--- Excerpt to read ---
Sports stress the challenges of spotting brain injuries

On behalf of Rawson, Merrigan, & Litner, LLP Posted in Brain Injuries on 04/30/13

Baseball is America’s pastime, and Boston Red Sox fans are some of the most committed fans in Major League Baseball. When popular players take pitches and line drives into their heads, concerns over concussions and other brain injuries are immediate. While not everyone can have the chance to play professional baseball, all people have the potential to suffer brain injuries from common, everyday accidents.

Red Sox shortstop Stephen Drew recently suffered a concussion when he was struck in the head with a baseball during a training game. His recovery was lengthy and clearly shows just how careful a person suffering from a traumatic brain injury must be.

Concussions are a form of brain trauma and have more than 15 symptoms associated with their diagnoses. Ranging from dizziness to pain to amnesia, brain injuries may present a myriad of side effects that are different in different people. Proper diagnosis of a brain injury can takes days with recovery for injuries such as concussions lasting up to several months.
--- Data shown ---
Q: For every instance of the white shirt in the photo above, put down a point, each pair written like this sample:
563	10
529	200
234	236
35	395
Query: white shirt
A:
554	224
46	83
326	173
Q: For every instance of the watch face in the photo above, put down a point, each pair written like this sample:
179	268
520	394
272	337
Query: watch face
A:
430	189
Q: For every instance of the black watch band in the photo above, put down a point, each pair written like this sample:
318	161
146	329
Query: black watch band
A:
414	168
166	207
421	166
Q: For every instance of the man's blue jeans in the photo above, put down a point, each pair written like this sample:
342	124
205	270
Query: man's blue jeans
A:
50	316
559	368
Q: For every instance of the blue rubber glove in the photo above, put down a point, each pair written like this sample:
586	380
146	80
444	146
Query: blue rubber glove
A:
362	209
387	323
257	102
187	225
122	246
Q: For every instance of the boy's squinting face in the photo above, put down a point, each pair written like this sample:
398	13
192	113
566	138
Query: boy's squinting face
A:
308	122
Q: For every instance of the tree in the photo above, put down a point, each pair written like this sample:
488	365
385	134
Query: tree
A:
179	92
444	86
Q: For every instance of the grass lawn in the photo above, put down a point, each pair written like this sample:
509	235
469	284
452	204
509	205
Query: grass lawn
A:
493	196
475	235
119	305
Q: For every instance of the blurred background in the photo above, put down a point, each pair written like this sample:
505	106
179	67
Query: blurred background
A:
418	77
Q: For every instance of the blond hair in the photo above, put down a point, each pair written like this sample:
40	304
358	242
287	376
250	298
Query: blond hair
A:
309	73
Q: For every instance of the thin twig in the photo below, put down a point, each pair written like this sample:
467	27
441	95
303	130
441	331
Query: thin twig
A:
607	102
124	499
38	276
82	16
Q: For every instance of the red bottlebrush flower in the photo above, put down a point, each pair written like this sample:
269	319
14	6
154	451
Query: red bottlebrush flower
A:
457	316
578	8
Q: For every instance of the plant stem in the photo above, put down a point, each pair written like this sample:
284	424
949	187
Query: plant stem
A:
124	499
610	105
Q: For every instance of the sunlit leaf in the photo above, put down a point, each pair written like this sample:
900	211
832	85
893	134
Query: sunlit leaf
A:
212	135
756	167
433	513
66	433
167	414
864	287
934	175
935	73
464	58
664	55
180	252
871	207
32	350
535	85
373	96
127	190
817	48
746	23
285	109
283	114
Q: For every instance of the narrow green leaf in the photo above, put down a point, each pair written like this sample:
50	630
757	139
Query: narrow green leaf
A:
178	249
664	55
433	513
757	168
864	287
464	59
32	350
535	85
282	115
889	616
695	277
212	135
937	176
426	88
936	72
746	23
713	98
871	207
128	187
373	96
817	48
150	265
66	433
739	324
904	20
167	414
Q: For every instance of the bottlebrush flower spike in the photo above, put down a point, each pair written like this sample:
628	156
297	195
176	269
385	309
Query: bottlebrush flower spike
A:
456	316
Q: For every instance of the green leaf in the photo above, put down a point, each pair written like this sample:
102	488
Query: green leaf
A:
---
• **Explore the material**
1. In the article on sports and brain injuries, how did Stephen Drew get his concussion?
2. Go on with the article on sports and brain injuries, starting after its last sentence.
The entries are not needed for anything that follows the article.

• **Answers to this exercise**
1. He was struck in the head with a baseball during a training game.

2.
While Drew’s injury was directly related to his profession as an athlete, everyday people may suffer from similar brain injuries in car accidents and other situations. Tripping and falling may cause a serious injury to the brain, just as colliding with another vehicle may force a driver’s head to hit the car’s steering wheel or dashboard. It is true that a person may cause a self-inflicted concussion, though accidental brain injuries may also result from chance encounters with negligent strangers.

Individuals who have suffered concussions and other brain injuries as a result of other parties’ actions may be entitled to compensation for their losses. Though baseball players like Stephen Drew are able to utilize the MLB’s disabled list and medical testing to find out if they are healthy enough to return to active status, regular people also have the right to be made whole when others cause them to suffer brain injury-related damages.